BEGIN Entries shown

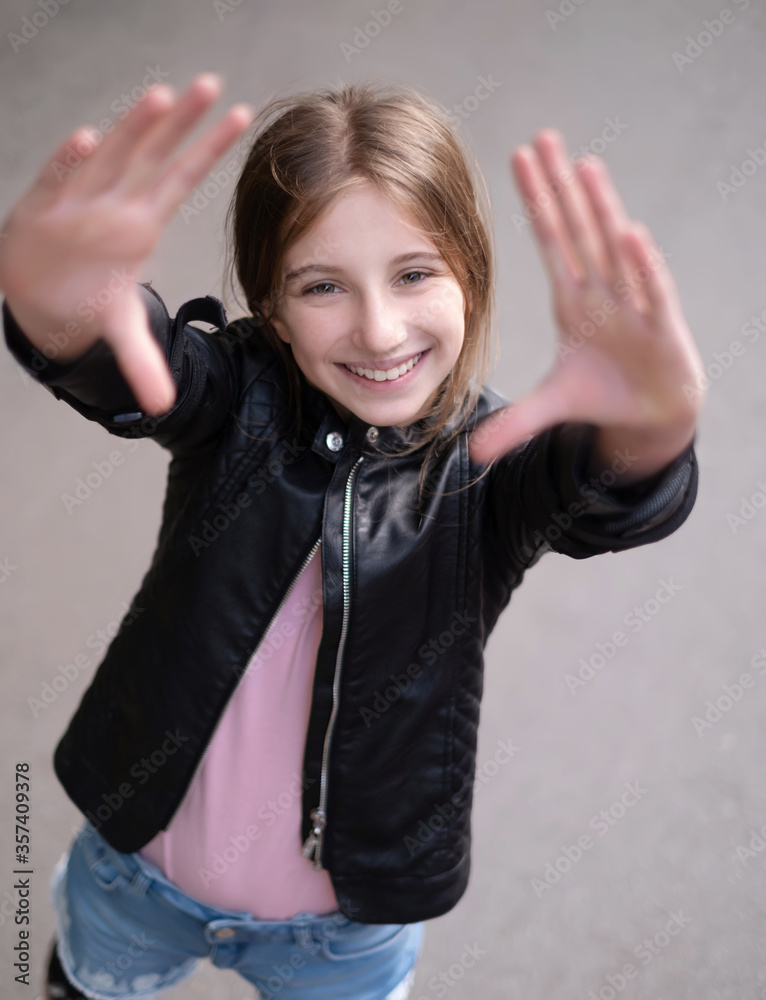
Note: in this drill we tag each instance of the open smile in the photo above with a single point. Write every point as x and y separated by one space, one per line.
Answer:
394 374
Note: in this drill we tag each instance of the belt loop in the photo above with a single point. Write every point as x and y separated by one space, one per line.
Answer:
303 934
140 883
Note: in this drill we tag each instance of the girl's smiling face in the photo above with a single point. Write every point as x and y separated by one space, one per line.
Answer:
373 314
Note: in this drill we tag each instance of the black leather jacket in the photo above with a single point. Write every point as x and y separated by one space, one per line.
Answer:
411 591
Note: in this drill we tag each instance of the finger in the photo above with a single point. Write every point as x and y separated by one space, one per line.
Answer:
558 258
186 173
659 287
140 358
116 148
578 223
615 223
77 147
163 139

END Entries shown
BEGIN Entries shown

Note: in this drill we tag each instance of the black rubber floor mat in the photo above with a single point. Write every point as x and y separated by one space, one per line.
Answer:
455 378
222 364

END Entries shown

*How to complete this task*: When a line of the records includes "space", that line belongs in the answer.

*Reply*:
Note: in this drill we tag each instance of the open smile in the photo above with a single point. Write every point as x and y separated by one space, one per line.
Note: in this drill we tag each instance of the belt loop in the photo above with a single point. Write every point as x and y separated by one space, one per line.
Note: in this drill we tag each instance of the girl's smiling face in the photo above with a single point. Write every point as x and y separated by one space, one per line.
Note: in this drill we tag each instance of the black leather jacket in the photo above with a single point. Write every point as x and y separated by one space, one per line.
Note: in this drill we tag each instance of the finger in the photo above with a single point. Write every point as x and y separated by one space, one per line.
Note: in this drill we tag each instance of the black rubber floor mat in the photo above with a single point. Write every point as x and y separated by one space, one per line.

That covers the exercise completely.